A few thoughts occur in the minds of teachers when they sit down at any professional development session. Will this information be relevant to my content area? Can I take away something to use with my students tomorrow? Would my time be used more effectively in my classroom for grading and lesson planning? Teachers are a demanding audience, and they should be. Time is a precious resource for educators. That’s why arranging worthwhile professional development is so important.
Here are five tips that'll have teachers asking for more when you return to school!
Survey your staff. While some sessions may have to be mandatory because of new curriculum and school or district-wide information, remember, teachers of different content areas don’t have the same needs. There’s no reason to have a librarian spend an hour learning about the new math series. Include your staff in the decision-making process for PD. Find commonalities between teachers through advanced questioning, then plan sessions that relate to those desires and concerns.

Named object pointing entries
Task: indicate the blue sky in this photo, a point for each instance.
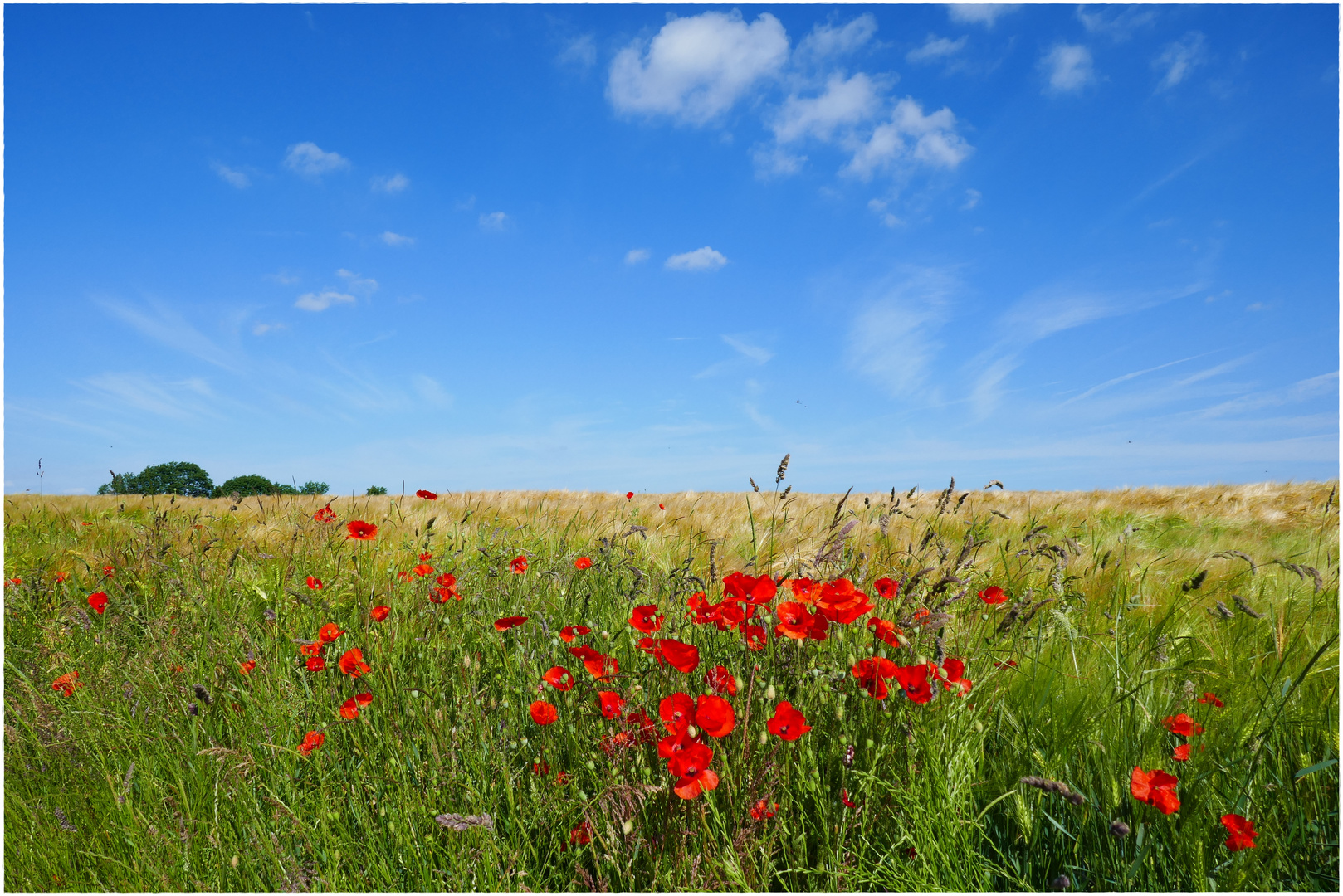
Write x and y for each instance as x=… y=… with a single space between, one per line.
x=657 y=247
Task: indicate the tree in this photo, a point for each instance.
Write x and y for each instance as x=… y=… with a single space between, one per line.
x=175 y=477
x=246 y=485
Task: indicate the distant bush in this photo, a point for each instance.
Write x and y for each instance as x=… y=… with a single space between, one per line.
x=176 y=477
x=246 y=485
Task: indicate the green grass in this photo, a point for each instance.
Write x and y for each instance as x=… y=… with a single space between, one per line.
x=119 y=787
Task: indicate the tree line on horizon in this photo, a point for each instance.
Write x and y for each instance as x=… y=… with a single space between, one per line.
x=193 y=481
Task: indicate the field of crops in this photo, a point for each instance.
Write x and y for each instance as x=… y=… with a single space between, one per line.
x=932 y=691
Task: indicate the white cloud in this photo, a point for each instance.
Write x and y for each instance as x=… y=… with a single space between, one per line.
x=891 y=340
x=934 y=141
x=703 y=258
x=1069 y=67
x=935 y=49
x=309 y=160
x=826 y=41
x=1178 y=60
x=696 y=69
x=580 y=51
x=356 y=284
x=1119 y=24
x=845 y=102
x=984 y=14
x=430 y=391
x=390 y=183
x=754 y=353
x=323 y=299
x=232 y=176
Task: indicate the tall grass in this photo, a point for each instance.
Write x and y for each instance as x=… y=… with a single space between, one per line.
x=121 y=787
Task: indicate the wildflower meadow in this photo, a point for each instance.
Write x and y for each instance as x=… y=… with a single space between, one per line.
x=924 y=689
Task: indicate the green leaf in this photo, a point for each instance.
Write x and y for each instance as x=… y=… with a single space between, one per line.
x=1319 y=766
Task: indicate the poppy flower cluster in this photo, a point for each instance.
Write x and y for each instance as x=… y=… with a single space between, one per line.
x=1155 y=789
x=66 y=684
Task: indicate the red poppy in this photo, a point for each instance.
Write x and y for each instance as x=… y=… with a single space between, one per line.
x=762 y=811
x=713 y=716
x=362 y=531
x=692 y=767
x=543 y=713
x=677 y=711
x=886 y=587
x=993 y=596
x=559 y=677
x=1240 y=832
x=1182 y=724
x=841 y=602
x=611 y=703
x=1155 y=787
x=884 y=631
x=647 y=618
x=312 y=740
x=955 y=670
x=787 y=723
x=66 y=684
x=797 y=622
x=738 y=586
x=755 y=637
x=569 y=633
x=352 y=663
x=720 y=680
x=872 y=674
x=915 y=681
x=682 y=657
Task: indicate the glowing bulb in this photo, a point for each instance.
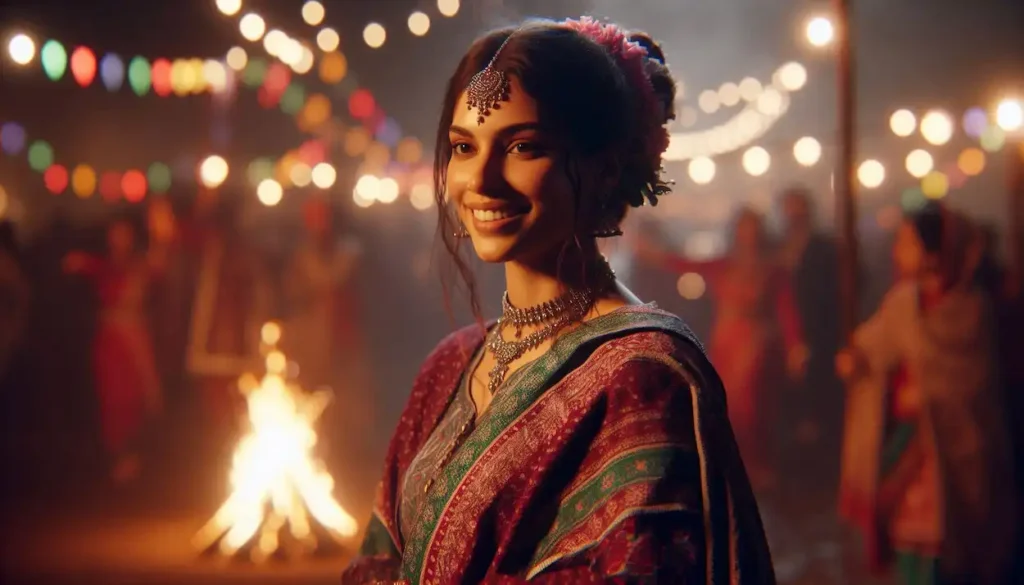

## Required actions
a) Answer these questions from the text on professional development for teachers:
(i) What does the text call a precious resource for educators?
(ii) How many tips does the text promise?
(iii) Who, according to the text, has no reason to spend an hour learning about the new math series?
b) Extract each line of the records that contains the string "grass", copying the lines unchanged.

## Solution list
a)
(i) Time
(ii) Five
(iii) A librarian

b)
Task: indicate the green grass in this photo, a point for each instance.
Task: indicate the tall grass in this photo, a point for each instance.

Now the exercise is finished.